(Data items)
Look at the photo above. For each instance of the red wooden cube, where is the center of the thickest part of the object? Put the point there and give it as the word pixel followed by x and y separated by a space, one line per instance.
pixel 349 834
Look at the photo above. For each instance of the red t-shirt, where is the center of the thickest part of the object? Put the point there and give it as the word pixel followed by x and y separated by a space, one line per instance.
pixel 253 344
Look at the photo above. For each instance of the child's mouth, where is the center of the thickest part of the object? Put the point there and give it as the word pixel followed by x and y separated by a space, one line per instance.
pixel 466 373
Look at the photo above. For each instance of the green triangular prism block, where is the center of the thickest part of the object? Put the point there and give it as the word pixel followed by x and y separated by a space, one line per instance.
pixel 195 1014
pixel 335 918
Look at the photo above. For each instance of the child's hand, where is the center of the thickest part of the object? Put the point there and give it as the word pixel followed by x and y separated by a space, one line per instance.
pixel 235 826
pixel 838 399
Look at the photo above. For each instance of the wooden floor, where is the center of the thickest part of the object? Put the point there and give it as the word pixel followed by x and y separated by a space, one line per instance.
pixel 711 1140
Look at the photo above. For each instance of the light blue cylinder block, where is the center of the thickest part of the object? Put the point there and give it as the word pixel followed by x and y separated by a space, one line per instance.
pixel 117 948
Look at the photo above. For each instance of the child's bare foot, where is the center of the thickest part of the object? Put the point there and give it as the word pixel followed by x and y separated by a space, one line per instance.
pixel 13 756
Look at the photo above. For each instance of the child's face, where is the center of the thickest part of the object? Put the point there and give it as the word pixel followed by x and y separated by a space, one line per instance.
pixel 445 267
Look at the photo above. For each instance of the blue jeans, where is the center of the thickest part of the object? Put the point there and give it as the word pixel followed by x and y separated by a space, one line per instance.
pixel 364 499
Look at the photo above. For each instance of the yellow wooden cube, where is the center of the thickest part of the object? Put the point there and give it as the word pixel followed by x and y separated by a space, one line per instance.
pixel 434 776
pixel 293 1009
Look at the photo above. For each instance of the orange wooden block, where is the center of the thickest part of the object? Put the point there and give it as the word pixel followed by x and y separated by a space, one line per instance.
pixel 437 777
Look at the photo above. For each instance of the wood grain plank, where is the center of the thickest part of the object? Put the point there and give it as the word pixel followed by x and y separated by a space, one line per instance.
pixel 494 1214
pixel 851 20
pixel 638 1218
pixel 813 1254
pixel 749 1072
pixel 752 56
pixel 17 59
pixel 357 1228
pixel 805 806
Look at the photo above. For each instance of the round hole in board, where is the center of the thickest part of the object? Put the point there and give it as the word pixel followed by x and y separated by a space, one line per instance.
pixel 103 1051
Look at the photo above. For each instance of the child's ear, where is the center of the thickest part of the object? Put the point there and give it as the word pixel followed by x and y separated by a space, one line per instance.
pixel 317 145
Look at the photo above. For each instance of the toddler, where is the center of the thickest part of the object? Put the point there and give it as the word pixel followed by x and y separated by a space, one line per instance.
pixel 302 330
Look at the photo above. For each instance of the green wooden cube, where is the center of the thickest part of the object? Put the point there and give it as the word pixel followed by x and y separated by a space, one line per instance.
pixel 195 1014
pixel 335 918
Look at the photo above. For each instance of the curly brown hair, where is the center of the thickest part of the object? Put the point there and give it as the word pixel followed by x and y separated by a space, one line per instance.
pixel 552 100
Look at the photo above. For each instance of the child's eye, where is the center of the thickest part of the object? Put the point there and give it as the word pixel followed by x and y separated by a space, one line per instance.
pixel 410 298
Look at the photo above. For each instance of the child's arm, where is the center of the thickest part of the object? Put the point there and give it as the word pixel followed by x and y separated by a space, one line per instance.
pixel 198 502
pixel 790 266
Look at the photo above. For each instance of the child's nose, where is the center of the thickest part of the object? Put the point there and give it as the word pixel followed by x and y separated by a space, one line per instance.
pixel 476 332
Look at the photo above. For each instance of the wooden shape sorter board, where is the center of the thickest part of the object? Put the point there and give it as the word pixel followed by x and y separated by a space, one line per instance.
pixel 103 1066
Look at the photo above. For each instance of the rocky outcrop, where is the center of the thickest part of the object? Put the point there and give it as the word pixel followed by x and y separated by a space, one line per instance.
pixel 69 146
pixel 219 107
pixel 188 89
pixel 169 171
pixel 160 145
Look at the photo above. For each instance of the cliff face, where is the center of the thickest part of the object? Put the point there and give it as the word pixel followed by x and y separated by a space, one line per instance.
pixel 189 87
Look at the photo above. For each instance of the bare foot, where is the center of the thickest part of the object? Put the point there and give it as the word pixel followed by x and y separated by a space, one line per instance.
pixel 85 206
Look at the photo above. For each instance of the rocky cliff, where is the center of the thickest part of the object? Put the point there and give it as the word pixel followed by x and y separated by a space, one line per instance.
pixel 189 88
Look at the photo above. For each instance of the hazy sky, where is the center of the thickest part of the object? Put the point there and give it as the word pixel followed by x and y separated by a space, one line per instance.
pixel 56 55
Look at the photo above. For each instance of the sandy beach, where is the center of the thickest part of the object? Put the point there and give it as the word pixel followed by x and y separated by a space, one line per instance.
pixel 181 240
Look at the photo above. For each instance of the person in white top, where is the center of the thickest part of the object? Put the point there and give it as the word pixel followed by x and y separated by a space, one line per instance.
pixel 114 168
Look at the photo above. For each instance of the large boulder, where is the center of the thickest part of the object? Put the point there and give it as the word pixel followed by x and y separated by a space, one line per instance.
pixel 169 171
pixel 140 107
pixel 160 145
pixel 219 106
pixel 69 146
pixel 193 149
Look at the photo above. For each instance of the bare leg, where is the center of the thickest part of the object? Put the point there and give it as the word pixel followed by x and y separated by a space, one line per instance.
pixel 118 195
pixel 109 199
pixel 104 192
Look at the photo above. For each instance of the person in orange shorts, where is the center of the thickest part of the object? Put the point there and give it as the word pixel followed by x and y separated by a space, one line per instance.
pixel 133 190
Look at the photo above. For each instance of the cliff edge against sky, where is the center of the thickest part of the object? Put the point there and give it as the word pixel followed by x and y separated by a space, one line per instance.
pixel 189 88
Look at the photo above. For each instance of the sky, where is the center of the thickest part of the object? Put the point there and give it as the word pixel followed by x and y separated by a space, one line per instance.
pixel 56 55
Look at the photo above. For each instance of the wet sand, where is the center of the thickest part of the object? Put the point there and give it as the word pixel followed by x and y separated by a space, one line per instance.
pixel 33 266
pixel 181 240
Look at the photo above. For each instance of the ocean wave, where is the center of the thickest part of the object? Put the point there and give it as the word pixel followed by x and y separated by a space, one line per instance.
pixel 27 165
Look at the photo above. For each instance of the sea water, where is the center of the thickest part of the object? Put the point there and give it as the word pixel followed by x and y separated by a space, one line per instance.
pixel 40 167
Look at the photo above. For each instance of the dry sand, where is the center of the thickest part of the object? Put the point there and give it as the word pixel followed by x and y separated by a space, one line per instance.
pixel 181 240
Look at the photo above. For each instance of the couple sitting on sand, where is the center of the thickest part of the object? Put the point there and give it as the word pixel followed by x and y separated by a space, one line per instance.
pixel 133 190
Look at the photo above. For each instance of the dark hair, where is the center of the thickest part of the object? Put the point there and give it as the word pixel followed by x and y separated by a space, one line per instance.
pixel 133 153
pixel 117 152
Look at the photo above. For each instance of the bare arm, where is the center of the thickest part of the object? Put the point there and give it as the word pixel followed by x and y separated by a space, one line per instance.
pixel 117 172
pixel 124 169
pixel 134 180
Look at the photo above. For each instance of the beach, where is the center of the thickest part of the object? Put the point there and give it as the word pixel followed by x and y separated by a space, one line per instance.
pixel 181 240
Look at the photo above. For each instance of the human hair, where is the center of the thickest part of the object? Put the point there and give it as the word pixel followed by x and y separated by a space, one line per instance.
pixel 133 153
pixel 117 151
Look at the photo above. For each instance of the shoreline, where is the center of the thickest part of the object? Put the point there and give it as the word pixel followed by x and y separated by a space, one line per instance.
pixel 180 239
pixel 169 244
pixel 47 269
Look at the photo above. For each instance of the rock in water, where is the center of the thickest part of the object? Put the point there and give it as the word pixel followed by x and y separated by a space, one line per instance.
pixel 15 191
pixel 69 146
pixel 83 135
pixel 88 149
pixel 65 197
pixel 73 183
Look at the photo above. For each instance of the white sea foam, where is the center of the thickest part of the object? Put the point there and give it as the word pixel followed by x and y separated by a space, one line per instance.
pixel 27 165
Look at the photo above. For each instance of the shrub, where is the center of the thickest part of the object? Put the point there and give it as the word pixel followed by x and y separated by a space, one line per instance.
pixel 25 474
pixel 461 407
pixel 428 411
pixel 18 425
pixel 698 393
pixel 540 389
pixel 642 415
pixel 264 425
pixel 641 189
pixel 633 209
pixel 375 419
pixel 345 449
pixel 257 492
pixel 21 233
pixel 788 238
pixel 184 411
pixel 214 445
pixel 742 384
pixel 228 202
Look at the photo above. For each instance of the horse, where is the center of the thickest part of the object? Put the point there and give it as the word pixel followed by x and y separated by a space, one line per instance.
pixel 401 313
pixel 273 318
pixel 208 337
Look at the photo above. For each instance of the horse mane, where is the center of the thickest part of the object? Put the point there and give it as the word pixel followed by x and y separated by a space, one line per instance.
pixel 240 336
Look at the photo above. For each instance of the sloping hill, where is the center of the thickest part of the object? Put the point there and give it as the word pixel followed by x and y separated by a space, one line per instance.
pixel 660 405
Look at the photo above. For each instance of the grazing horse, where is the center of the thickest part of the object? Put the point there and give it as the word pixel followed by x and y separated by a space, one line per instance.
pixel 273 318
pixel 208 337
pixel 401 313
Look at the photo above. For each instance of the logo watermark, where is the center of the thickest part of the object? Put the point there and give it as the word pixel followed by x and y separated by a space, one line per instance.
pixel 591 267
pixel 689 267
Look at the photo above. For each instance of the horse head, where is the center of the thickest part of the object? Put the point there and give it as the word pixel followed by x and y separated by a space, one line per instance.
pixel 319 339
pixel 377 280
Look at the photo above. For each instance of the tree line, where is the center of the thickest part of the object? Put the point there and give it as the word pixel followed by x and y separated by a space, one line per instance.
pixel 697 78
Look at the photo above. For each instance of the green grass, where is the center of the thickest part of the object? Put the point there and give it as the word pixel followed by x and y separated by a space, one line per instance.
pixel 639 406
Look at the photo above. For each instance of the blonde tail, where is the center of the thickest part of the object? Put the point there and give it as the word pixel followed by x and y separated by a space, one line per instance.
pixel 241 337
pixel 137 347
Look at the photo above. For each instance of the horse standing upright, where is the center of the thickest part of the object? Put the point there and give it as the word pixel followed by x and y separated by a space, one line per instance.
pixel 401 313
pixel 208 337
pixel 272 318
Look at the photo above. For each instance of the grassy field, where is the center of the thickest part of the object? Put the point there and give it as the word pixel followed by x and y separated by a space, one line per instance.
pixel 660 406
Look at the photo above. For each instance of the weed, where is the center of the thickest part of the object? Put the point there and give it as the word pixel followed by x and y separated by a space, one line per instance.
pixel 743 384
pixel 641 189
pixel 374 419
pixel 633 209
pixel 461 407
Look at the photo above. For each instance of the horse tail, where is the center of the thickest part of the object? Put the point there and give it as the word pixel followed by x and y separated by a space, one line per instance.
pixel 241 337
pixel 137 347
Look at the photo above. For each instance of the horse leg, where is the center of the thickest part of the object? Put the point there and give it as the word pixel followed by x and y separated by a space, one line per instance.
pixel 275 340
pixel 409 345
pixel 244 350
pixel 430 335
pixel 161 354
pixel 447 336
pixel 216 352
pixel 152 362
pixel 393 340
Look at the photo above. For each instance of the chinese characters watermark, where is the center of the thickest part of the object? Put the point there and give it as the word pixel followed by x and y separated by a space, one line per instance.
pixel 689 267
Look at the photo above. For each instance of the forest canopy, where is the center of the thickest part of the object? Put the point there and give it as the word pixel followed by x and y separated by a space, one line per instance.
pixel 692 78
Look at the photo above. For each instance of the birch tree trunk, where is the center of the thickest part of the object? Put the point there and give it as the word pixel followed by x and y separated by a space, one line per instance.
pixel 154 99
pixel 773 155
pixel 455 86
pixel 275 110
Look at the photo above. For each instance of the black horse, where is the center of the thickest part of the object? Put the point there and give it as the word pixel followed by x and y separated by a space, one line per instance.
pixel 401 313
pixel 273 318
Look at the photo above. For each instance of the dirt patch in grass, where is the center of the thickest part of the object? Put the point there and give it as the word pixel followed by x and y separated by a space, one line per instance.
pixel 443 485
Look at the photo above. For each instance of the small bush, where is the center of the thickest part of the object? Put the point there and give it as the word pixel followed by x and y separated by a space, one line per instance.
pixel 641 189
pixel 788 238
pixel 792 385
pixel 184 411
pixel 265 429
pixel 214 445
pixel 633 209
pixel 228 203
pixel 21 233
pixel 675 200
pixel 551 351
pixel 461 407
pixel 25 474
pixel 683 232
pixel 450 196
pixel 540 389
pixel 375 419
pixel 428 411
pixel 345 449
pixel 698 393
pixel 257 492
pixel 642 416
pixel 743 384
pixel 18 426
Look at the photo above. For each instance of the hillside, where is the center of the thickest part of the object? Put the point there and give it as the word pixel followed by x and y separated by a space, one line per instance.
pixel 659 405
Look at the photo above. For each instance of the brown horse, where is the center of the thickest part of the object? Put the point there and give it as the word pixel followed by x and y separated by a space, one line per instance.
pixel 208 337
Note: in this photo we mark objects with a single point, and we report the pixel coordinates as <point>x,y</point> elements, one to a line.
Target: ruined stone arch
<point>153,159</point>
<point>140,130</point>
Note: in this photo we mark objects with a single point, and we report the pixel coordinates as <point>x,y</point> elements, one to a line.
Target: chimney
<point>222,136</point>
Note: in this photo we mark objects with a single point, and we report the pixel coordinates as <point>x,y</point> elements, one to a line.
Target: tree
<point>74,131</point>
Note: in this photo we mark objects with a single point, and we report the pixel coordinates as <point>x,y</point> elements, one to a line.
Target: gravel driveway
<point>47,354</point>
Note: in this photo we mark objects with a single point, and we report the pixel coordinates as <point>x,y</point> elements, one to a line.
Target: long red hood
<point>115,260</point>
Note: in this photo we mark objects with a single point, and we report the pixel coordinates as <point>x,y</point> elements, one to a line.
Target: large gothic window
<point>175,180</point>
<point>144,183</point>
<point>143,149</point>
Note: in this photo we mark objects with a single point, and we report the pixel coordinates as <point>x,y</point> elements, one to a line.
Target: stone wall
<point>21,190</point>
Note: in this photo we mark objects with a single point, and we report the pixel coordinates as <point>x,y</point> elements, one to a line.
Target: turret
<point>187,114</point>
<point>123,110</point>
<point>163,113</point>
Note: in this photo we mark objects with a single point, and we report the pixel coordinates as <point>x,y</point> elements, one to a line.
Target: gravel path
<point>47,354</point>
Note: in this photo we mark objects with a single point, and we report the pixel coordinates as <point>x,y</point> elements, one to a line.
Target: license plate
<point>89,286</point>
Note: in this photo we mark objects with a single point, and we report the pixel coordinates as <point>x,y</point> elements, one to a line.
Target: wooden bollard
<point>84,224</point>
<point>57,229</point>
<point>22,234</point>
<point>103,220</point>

Assignment ▸ Nothing but the lines from the one holding "Target: long red hood" to the end of the entries should be output, each exactly as it appears.

Result for this task ▸
Target: long red hood
<point>115,260</point>
Note: in this photo we mark objects with a single point, and we report the pixel coordinates as <point>x,y</point> elements, one to a line.
Target: large gothic window
<point>175,180</point>
<point>144,183</point>
<point>143,149</point>
Note: in this photo we mark objects with a single point, and we report the pixel coordinates as <point>x,y</point> elements, one to a line.
Target: stone wall
<point>21,190</point>
Note: in this photo we mark objects with a single point, and we report the pixel coordinates as <point>x,y</point> elements, one to a line.
Target: turret
<point>187,114</point>
<point>123,110</point>
<point>163,113</point>
Note: in this photo we mark objects with a single point, and we report the pixel coordinates as <point>x,y</point> elements, one to a line.
Target: gravel path
<point>47,354</point>
Note: in this photo we mark objects with a single point, and we report the pixel coordinates as <point>x,y</point> elements, one to a line.
Target: license plate
<point>89,286</point>
Note: in this photo we mark objects with a single point, and we report the pixel coordinates as <point>x,y</point> elements, one to a line.
Target: wooden bollard
<point>84,224</point>
<point>57,229</point>
<point>22,234</point>
<point>103,220</point>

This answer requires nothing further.